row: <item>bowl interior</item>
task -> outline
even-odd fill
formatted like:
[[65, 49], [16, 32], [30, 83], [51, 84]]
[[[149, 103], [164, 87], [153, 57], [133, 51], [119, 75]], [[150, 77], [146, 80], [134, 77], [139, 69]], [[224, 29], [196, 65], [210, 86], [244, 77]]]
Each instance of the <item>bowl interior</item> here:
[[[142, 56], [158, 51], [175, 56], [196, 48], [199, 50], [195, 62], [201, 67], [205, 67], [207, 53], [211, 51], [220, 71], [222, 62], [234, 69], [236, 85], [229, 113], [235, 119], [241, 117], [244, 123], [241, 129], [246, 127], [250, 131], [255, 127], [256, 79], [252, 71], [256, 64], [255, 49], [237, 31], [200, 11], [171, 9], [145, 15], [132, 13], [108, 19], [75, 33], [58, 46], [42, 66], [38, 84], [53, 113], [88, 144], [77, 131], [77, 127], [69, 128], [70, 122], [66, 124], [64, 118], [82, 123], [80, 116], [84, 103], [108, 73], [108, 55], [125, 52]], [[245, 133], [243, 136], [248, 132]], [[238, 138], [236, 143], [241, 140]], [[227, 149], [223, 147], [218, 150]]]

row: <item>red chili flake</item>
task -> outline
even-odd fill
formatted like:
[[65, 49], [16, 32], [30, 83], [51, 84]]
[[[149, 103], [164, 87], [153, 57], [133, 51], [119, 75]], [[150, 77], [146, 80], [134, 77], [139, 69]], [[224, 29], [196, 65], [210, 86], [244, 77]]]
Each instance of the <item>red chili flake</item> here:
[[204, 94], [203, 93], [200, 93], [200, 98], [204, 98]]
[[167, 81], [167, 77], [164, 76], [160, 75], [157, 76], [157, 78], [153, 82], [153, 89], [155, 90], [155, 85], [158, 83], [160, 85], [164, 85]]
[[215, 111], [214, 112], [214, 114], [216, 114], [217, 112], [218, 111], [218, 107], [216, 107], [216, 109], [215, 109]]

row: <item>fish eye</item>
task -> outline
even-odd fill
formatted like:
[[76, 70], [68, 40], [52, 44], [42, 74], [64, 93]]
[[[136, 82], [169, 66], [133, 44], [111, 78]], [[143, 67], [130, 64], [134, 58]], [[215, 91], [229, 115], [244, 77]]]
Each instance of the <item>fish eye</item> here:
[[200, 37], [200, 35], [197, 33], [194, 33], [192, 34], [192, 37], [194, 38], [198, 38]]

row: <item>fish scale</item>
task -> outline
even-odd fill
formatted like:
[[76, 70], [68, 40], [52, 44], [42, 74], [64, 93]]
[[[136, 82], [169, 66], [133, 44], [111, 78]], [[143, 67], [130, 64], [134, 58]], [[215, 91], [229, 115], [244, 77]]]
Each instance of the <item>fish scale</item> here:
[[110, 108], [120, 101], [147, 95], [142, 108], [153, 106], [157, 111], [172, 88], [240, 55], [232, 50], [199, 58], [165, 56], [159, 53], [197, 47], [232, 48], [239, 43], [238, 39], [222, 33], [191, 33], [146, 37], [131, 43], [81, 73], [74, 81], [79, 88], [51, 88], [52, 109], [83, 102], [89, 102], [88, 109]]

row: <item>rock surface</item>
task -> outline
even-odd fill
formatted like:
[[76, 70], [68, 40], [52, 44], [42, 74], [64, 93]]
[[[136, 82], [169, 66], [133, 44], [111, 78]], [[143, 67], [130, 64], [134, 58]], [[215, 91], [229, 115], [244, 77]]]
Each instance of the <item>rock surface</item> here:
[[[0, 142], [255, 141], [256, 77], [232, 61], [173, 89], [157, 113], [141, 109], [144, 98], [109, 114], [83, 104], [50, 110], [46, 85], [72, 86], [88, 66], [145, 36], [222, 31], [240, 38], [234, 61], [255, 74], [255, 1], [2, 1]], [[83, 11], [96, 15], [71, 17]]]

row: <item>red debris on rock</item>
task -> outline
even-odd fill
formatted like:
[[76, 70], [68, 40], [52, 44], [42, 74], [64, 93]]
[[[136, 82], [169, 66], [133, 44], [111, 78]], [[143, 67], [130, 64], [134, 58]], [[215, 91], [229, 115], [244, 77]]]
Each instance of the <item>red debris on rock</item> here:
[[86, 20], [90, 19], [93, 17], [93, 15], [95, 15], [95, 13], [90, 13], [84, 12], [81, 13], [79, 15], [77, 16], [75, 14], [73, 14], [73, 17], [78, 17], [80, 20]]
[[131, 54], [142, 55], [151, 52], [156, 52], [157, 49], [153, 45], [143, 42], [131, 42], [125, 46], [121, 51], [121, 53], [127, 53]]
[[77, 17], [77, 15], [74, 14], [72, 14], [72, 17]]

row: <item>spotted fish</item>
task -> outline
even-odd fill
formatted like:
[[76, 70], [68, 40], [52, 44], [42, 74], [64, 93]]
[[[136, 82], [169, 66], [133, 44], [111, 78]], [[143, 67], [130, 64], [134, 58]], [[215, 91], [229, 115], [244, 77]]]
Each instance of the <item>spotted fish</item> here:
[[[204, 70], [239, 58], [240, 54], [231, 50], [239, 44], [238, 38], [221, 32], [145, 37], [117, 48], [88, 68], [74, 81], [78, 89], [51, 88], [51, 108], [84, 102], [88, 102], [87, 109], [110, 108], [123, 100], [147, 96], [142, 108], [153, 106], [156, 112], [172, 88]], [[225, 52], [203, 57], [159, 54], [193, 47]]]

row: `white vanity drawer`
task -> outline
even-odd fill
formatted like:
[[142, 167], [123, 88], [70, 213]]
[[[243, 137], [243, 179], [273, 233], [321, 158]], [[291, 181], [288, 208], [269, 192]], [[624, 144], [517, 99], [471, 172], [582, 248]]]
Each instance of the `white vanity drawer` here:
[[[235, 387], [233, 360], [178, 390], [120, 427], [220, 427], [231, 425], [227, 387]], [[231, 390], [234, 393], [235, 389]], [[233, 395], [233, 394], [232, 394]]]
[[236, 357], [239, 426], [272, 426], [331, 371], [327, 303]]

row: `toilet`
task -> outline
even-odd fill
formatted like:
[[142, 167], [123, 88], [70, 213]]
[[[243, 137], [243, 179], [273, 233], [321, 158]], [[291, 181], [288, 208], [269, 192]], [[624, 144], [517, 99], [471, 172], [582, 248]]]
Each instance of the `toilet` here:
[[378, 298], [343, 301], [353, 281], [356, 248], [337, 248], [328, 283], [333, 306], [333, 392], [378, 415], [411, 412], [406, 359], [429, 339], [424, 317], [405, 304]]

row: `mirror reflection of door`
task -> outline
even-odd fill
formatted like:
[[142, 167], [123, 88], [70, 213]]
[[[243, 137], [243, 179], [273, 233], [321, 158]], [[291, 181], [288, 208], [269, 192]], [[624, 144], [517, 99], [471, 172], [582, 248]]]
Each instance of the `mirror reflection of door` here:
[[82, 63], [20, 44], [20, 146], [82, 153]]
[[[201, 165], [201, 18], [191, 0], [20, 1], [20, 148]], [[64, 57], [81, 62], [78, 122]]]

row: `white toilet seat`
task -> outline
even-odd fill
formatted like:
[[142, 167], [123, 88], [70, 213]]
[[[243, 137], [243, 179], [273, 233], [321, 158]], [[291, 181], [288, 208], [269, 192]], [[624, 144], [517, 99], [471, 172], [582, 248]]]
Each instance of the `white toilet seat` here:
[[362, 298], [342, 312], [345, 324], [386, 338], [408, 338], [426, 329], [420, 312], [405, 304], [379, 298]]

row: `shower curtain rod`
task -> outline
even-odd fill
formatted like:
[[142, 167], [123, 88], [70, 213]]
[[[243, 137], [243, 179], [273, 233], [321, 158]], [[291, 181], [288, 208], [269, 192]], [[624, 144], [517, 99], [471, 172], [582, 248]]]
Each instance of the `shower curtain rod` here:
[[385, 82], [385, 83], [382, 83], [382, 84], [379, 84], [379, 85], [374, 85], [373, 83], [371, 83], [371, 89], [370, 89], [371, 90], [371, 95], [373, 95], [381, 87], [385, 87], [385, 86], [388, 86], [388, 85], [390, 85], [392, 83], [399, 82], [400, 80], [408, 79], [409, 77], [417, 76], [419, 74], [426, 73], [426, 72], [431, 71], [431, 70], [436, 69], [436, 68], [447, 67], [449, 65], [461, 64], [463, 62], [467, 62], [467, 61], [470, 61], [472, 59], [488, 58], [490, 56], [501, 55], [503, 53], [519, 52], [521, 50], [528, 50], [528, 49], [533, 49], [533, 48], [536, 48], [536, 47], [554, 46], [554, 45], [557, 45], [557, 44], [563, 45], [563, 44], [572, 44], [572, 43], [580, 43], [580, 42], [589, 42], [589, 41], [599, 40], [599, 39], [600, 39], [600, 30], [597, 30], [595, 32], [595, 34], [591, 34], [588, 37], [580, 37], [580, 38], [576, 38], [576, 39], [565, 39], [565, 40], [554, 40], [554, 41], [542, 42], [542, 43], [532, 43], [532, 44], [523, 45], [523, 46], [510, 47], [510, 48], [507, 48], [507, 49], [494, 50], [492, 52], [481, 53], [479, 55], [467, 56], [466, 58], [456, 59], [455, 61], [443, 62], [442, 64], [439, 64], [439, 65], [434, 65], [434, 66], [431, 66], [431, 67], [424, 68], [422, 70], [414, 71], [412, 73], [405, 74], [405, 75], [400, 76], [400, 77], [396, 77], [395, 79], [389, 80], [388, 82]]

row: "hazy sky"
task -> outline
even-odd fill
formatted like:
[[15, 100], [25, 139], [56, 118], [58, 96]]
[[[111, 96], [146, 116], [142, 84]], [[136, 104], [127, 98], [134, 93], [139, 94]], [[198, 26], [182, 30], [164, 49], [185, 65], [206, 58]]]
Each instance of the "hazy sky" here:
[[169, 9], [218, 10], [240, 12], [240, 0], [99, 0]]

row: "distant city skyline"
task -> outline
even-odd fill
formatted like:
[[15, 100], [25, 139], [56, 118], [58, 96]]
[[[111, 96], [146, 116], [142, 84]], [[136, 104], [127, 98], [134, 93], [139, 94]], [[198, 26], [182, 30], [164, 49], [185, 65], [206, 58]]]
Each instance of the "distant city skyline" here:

=-=-=-=-=

→ **STATED GOAL**:
Rewrite the material as a numbered list, from the line containing "row: <item>spotted fish</item>" up to and including the line containing "54], [193, 47]]]", and leave out any blank lines.

→ **TASK SOLUTION**:
1. row: <item>spotted fish</item>
2. task -> outline
3. even-odd fill
4. formatted like:
5. [[76, 70], [68, 40], [52, 44], [42, 74], [64, 93]]
6. [[[136, 82], [169, 66], [133, 44], [111, 78]], [[143, 67], [130, 64], [134, 58]], [[215, 91], [229, 115], [244, 77]]]
7. Each instance of the <item>spotted fish</item> here:
8. [[[204, 70], [239, 58], [240, 54], [231, 50], [239, 44], [238, 38], [221, 32], [145, 37], [117, 48], [88, 68], [74, 81], [78, 89], [51, 88], [51, 108], [84, 102], [88, 102], [87, 109], [110, 108], [123, 100], [147, 96], [142, 108], [153, 106], [156, 112], [172, 88]], [[225, 52], [203, 57], [159, 54], [193, 47]]]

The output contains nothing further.